## Objective
Can you repeat the data below, changing "formation chart" to "rock survey" wherever it occurs and keeping everything else the same?

══════════════════════════════

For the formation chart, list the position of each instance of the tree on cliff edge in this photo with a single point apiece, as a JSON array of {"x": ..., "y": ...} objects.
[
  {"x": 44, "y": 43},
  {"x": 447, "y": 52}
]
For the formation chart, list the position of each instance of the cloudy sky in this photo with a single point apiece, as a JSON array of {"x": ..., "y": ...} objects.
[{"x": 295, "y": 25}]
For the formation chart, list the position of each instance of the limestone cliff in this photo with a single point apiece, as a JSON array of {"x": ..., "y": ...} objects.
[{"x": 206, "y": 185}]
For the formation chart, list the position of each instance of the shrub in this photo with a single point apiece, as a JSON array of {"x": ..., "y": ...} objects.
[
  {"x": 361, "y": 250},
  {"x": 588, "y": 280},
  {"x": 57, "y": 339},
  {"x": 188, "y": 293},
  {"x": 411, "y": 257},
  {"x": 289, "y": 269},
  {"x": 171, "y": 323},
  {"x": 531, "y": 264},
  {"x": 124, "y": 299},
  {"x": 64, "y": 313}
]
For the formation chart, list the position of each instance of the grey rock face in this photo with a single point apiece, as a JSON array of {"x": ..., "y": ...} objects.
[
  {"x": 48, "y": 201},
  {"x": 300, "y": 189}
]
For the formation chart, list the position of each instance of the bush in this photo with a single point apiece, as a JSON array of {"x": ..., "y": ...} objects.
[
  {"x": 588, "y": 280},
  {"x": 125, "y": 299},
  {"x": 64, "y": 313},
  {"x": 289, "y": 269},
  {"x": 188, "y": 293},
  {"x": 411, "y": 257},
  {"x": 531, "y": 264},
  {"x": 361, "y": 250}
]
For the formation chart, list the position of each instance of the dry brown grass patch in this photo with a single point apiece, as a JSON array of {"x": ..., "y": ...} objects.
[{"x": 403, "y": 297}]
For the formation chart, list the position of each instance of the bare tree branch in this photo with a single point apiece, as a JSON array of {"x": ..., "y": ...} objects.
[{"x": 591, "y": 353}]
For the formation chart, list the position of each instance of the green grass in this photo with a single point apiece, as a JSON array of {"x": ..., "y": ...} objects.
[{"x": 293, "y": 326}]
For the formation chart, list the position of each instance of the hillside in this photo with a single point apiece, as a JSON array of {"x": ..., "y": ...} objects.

══════════════════════════════

## Completed task
For the rock survey, list the position of each instance of the tree on cliff edge in this photo with a single point apiece, as a JSON array of {"x": ..., "y": ...} objects.
[
  {"x": 44, "y": 43},
  {"x": 447, "y": 52}
]
For the rock survey, list the position of each instance of the cloudy sky in this photo with a single point apiece, as a JSON array of {"x": ..., "y": ...} objects.
[{"x": 295, "y": 25}]
For the rock survey, list the position of each instance of the limestone cliff in this photo with a single point apiece, as a JSON array of {"x": ..., "y": ...} objects.
[{"x": 206, "y": 185}]
For the rock survey, list the position of each instance of the shrub in this photo with a single point apiece, as a JSON array of {"x": ..., "y": ...} objects.
[
  {"x": 361, "y": 250},
  {"x": 588, "y": 280},
  {"x": 57, "y": 339},
  {"x": 188, "y": 293},
  {"x": 411, "y": 257},
  {"x": 289, "y": 269},
  {"x": 171, "y": 323},
  {"x": 531, "y": 264},
  {"x": 124, "y": 299},
  {"x": 64, "y": 313}
]
For the rock survey, list the position of each instance of the grey rock face in this photo with a single point apiece, as a JSON array of {"x": ..., "y": ...} objects.
[
  {"x": 48, "y": 201},
  {"x": 300, "y": 189}
]
For the rock survey, list the position of each instance of the bush in this photo with a single point apiece, as a JSON array of {"x": ..., "y": ...} objects.
[
  {"x": 588, "y": 280},
  {"x": 125, "y": 299},
  {"x": 64, "y": 313},
  {"x": 289, "y": 269},
  {"x": 188, "y": 293},
  {"x": 411, "y": 257},
  {"x": 531, "y": 264},
  {"x": 361, "y": 250}
]
For the rock survey, list the position of each instance of the dry brown grass patch in this photo with a single point apiece, as a JSON array of {"x": ..., "y": ...} objects.
[{"x": 403, "y": 297}]
For the rock survey, list the position of each instance of the bare tree branch in this photo with a single point apiece, as a JSON array of {"x": ..., "y": ...} objects.
[{"x": 591, "y": 353}]
For the rock survey, list the position of each instance of the green grass in this photo with a single point apiece, as a JSON array of {"x": ..., "y": ...} objects.
[{"x": 293, "y": 326}]
For the rock survey, list the position of each instance of the hillside in this photo with a single point apiece, as a JSON array of {"x": ..., "y": ...} objects.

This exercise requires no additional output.